#### [Your objective]
Which lines in the listing below contain the word "painted"? Copy each of them in full, treating uppercase and lowercase as different.

#### [Entries supplied]

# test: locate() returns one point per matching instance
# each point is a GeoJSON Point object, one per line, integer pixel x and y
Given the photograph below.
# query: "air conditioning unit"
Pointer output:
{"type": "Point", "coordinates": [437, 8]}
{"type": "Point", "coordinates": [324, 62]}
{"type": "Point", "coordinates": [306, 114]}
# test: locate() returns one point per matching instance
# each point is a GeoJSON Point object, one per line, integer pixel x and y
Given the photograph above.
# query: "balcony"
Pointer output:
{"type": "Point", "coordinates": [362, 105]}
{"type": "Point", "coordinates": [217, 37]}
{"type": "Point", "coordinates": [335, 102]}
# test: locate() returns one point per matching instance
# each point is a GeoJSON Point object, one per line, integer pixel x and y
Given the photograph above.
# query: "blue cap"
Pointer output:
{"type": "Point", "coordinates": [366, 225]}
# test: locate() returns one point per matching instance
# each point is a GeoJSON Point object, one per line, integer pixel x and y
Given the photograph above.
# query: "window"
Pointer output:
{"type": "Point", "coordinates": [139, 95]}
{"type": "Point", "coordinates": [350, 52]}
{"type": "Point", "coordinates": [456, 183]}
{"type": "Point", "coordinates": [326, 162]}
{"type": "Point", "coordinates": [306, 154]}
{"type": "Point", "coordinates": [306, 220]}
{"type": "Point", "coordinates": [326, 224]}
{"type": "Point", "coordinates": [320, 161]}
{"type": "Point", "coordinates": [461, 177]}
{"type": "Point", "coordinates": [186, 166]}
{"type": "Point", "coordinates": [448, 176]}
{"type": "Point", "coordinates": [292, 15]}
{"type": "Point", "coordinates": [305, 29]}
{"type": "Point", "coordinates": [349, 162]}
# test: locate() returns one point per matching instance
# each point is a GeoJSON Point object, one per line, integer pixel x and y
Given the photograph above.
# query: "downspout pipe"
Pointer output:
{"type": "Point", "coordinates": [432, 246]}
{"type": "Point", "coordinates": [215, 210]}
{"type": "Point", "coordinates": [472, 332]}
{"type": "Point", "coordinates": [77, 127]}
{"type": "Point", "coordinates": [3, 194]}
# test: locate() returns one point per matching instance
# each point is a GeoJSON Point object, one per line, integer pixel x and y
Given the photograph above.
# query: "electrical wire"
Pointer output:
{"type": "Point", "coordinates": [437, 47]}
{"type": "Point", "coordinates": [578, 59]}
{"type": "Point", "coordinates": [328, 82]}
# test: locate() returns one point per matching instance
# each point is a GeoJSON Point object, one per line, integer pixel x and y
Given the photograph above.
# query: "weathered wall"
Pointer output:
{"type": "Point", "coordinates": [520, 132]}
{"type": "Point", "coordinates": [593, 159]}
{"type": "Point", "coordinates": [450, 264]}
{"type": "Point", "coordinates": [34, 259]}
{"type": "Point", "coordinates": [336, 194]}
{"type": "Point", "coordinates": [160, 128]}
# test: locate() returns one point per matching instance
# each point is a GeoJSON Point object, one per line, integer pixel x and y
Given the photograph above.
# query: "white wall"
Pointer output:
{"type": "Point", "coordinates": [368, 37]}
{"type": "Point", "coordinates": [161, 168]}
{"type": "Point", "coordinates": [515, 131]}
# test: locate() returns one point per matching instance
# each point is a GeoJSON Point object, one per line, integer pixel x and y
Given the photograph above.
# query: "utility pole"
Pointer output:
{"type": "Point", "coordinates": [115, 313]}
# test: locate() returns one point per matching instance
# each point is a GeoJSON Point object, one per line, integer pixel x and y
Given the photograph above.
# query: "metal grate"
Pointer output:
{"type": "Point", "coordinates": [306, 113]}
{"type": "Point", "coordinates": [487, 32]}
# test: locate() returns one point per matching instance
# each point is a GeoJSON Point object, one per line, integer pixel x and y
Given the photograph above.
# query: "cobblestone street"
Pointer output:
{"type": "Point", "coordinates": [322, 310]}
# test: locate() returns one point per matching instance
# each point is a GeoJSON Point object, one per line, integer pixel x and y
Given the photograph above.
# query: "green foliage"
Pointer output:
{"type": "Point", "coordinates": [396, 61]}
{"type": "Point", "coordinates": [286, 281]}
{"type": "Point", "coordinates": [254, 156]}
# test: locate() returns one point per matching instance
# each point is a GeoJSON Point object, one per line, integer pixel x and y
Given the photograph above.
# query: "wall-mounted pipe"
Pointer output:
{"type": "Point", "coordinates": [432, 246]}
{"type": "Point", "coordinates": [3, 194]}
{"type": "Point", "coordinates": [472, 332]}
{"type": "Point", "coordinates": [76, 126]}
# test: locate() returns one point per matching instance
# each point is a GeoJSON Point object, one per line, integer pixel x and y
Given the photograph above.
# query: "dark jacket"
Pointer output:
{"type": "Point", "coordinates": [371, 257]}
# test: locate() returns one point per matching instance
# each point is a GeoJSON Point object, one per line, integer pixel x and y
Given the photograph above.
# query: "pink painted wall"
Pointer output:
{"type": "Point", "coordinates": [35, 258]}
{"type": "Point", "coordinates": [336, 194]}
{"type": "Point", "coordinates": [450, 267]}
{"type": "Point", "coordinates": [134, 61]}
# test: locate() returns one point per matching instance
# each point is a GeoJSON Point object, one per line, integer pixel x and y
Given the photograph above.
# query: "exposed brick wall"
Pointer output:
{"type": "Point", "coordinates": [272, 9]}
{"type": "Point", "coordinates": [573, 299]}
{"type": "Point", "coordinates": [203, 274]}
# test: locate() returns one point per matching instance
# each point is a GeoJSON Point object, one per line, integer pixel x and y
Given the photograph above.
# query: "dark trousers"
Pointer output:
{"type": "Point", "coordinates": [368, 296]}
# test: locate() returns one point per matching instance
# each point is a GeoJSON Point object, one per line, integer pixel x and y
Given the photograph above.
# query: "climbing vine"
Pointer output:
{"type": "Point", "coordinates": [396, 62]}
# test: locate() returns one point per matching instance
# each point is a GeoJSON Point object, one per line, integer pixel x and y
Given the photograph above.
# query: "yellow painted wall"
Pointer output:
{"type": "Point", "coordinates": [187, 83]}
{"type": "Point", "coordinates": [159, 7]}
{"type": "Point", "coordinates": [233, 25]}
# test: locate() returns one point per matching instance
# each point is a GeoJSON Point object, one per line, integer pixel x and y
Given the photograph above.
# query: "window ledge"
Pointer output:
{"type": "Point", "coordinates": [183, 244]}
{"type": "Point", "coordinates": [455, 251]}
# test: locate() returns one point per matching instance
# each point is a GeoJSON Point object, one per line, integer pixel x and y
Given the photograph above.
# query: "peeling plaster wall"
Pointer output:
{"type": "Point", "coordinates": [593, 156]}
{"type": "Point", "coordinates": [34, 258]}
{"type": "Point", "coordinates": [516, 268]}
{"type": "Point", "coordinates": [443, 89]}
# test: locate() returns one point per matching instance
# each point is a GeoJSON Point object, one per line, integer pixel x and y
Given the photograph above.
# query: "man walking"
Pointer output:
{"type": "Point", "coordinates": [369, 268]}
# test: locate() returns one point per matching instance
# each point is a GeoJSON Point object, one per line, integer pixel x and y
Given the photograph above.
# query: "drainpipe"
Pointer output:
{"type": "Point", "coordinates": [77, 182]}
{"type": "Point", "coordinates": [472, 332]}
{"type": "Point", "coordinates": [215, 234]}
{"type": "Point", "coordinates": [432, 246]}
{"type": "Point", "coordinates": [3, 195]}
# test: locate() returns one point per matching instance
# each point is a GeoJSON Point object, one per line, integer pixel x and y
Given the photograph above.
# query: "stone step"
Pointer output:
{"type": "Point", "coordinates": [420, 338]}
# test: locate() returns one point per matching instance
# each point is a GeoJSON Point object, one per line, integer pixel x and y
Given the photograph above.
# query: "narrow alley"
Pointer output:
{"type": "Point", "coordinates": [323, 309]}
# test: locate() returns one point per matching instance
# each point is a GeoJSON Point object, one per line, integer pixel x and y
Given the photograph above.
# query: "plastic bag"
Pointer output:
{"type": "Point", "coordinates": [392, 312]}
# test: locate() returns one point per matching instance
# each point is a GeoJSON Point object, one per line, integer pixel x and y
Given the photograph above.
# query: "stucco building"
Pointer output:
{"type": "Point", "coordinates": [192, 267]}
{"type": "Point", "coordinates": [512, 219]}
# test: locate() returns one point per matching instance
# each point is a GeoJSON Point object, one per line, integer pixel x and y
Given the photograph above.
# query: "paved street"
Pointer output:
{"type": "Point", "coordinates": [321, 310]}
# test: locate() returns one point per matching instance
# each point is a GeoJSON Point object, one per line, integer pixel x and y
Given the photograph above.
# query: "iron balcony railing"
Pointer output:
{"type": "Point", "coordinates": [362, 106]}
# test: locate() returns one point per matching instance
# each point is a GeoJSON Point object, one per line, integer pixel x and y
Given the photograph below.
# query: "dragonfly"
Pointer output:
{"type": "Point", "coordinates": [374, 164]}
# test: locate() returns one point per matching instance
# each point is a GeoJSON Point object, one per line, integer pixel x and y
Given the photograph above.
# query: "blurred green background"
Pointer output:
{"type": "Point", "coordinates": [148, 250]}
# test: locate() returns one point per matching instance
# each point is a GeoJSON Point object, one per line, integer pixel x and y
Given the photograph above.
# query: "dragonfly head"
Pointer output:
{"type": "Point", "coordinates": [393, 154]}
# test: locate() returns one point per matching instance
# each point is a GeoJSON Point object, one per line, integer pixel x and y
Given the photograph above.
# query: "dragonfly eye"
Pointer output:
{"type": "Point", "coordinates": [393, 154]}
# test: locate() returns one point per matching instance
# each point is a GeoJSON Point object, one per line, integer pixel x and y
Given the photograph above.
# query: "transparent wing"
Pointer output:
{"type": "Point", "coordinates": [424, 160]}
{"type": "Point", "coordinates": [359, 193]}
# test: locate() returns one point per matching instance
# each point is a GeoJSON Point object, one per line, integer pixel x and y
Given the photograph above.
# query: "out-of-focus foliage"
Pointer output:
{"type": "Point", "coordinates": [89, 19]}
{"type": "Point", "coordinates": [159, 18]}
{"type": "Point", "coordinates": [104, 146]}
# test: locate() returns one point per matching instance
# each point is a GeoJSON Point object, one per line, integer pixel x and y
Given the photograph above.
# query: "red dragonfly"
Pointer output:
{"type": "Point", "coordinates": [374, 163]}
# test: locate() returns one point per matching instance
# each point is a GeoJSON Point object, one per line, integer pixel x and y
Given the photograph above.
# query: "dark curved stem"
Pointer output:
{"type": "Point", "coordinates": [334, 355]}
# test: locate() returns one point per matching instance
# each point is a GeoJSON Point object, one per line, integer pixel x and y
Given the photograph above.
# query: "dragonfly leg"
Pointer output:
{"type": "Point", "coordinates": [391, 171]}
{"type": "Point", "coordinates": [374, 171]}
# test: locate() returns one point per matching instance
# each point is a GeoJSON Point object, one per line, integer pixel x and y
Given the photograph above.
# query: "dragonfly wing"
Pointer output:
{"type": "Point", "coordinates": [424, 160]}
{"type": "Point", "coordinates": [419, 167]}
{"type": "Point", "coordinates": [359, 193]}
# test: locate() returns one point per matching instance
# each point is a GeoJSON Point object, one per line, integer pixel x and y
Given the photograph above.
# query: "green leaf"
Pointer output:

#### [Solution to the problem]
# query: "pink painted wall"
# query: "yellow painted wall"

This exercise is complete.